Directions:
Starting with the line that contains "of the smoke" and going on through the last line of the data below, output those lines and no others as a JSON list of strings, one string per line, with blank lines left out and both ends included.

Supplied information:
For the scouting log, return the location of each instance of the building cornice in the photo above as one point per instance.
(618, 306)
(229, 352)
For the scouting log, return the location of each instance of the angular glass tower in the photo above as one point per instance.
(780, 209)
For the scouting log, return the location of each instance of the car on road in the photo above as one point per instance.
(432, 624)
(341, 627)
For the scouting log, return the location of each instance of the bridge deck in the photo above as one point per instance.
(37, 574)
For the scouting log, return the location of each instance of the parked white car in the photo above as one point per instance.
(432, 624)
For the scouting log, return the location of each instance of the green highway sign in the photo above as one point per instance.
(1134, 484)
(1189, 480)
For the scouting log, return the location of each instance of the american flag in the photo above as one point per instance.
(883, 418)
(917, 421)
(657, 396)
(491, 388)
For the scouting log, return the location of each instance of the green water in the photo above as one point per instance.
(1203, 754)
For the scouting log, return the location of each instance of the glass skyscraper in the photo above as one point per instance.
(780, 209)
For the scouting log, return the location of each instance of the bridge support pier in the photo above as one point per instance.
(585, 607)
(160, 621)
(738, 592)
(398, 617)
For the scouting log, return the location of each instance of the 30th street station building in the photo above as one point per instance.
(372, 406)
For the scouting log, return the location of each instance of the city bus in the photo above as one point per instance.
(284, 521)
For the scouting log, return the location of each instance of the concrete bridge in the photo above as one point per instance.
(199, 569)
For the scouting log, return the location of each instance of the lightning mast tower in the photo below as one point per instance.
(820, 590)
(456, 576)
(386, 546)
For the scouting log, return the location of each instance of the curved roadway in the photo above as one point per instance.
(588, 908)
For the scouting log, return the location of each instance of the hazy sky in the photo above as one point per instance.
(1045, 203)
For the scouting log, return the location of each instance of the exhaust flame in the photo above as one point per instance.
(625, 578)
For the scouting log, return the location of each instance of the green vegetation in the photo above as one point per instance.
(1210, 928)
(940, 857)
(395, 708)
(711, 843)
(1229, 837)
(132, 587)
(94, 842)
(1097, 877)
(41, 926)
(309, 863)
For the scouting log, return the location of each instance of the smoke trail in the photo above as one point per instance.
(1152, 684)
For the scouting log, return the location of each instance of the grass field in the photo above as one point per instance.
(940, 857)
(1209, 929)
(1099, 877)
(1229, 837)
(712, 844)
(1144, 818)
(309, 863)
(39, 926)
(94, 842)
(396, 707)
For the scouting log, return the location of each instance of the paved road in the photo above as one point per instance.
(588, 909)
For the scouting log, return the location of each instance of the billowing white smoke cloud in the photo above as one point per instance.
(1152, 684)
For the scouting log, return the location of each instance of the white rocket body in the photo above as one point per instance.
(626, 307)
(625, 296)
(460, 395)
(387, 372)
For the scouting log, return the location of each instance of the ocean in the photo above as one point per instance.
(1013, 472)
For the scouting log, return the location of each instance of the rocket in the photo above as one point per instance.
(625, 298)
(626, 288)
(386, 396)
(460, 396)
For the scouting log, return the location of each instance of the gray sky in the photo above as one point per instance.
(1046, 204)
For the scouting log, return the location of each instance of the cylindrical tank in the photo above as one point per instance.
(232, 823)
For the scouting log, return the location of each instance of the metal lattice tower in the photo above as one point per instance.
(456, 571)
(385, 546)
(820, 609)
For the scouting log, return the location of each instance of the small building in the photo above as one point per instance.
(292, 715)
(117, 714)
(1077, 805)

Response:
[
  "For the scouting log, return the location of each instance of the smoke trail in the photo above as one point per instance.",
  "(1152, 684)",
  "For the scouting log, return the location of each instance of the grass field in the photo above as one point per instance.",
  "(940, 857)",
  "(1209, 929)",
  "(1099, 877)",
  "(1229, 837)",
  "(712, 844)",
  "(1144, 818)",
  "(309, 863)",
  "(39, 926)",
  "(94, 842)",
  "(396, 707)",
  "For the scouting log, return the location of each instance of the paved road in the photo above as one point per instance.",
  "(588, 909)",
  "For the scouting log, return the location of each instance of the billowing white smoke cloud in the photo above as one point per instance.",
  "(1152, 684)",
  "For the scouting log, return the location of each instance of the white rocket body in the photo above as one point per instance.",
  "(626, 307)",
  "(625, 296)",
  "(460, 395)",
  "(387, 372)",
  "For the scouting log, return the location of each instance of the ocean in the photo above as one point per instance.",
  "(1013, 472)",
  "For the scouting log, return the location of each instance of the rocket in the photo above as one point per instance.",
  "(625, 298)",
  "(626, 288)",
  "(386, 396)",
  "(460, 396)",
  "For the scouting log, return the location of each instance of the gray sky in the photo above as one point per instance.",
  "(1046, 204)",
  "For the scouting log, return the location of each instance of the cylindrical tank in the photo above as one point per instance.",
  "(232, 823)",
  "For the scouting log, return the location of each instance of the metal lattice tower in the photo above as one point per instance.",
  "(456, 571)",
  "(385, 546)",
  "(820, 609)",
  "For the scouting log, return the location of each instance of the small building in the photo above as one point per instance.",
  "(292, 715)",
  "(117, 714)",
  "(1077, 805)"
]